-- BEGIN --

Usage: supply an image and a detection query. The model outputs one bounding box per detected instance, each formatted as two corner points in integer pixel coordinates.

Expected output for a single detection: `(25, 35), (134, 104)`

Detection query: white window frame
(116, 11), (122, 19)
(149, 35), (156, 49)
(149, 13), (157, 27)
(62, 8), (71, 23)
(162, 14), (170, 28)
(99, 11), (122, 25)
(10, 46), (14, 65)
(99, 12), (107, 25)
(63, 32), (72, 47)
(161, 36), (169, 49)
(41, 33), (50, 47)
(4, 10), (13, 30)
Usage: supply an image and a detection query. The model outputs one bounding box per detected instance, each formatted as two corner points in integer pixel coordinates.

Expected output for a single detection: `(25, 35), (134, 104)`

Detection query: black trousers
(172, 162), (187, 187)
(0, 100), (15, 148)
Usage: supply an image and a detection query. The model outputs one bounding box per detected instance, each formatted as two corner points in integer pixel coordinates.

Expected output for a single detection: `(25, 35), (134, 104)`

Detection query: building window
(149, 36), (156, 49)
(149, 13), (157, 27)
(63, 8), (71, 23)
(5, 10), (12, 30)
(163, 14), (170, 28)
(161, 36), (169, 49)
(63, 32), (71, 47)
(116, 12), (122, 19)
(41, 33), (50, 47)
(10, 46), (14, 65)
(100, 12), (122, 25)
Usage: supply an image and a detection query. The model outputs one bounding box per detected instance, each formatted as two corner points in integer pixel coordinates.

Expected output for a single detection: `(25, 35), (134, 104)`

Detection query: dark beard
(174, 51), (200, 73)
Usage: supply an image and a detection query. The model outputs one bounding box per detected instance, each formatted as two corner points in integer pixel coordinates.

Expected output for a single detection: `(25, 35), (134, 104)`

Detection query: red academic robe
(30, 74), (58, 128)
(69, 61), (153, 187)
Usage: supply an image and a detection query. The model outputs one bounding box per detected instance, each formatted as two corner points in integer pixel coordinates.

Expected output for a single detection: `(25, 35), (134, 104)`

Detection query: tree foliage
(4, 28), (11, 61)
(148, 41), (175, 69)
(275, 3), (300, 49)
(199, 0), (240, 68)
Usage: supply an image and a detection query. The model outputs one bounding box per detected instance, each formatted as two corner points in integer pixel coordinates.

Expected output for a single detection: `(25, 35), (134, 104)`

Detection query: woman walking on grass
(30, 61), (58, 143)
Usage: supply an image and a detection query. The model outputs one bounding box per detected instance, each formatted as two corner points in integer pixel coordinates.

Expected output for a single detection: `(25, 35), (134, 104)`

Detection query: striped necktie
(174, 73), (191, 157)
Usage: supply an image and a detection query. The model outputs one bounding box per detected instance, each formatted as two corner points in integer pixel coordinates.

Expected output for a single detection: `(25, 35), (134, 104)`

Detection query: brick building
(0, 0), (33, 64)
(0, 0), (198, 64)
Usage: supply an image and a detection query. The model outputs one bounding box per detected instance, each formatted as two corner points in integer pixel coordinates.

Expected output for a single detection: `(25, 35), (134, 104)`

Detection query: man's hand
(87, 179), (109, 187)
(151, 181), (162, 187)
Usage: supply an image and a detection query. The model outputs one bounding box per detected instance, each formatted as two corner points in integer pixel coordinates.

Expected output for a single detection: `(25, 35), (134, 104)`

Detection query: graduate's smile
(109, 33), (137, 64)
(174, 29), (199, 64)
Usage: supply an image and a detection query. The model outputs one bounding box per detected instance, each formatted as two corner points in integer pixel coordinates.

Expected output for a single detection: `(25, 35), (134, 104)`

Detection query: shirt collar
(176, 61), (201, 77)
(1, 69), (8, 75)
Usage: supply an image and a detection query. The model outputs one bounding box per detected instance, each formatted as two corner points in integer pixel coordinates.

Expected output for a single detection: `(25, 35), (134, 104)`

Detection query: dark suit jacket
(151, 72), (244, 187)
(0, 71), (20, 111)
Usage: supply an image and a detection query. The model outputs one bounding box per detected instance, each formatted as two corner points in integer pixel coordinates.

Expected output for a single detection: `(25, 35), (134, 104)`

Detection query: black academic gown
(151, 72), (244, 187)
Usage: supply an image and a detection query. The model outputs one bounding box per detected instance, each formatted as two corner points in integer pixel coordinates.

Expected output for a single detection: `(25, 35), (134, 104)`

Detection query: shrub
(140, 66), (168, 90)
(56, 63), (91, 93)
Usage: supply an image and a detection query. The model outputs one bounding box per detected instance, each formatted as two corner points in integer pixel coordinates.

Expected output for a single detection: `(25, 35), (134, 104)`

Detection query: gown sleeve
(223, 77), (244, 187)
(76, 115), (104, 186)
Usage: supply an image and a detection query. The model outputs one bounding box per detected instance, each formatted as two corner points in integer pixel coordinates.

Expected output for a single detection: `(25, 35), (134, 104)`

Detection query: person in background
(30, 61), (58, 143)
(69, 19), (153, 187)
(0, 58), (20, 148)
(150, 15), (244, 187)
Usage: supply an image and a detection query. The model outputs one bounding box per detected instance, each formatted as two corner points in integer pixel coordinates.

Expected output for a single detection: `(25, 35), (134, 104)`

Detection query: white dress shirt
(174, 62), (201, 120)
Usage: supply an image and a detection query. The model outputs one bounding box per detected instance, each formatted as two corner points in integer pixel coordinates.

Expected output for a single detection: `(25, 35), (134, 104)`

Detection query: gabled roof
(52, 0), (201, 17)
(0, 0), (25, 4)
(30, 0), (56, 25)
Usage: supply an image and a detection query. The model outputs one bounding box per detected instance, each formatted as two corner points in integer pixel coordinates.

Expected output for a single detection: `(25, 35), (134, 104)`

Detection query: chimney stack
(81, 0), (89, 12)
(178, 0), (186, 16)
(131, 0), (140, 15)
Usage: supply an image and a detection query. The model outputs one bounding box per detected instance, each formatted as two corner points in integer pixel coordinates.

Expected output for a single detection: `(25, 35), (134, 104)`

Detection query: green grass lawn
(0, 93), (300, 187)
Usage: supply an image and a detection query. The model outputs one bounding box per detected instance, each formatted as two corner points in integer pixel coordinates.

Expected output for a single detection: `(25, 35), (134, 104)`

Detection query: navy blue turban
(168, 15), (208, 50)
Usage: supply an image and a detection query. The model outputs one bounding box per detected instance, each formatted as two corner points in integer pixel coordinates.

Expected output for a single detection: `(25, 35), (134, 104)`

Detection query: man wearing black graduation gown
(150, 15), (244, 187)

-- END --

§ Task prompt
Pull out every line of the data above that contains the string "gown".

§ Task answer
Detection query: black academic gown
Detection query: gown sleeve
Detection query: man wearing black graduation gown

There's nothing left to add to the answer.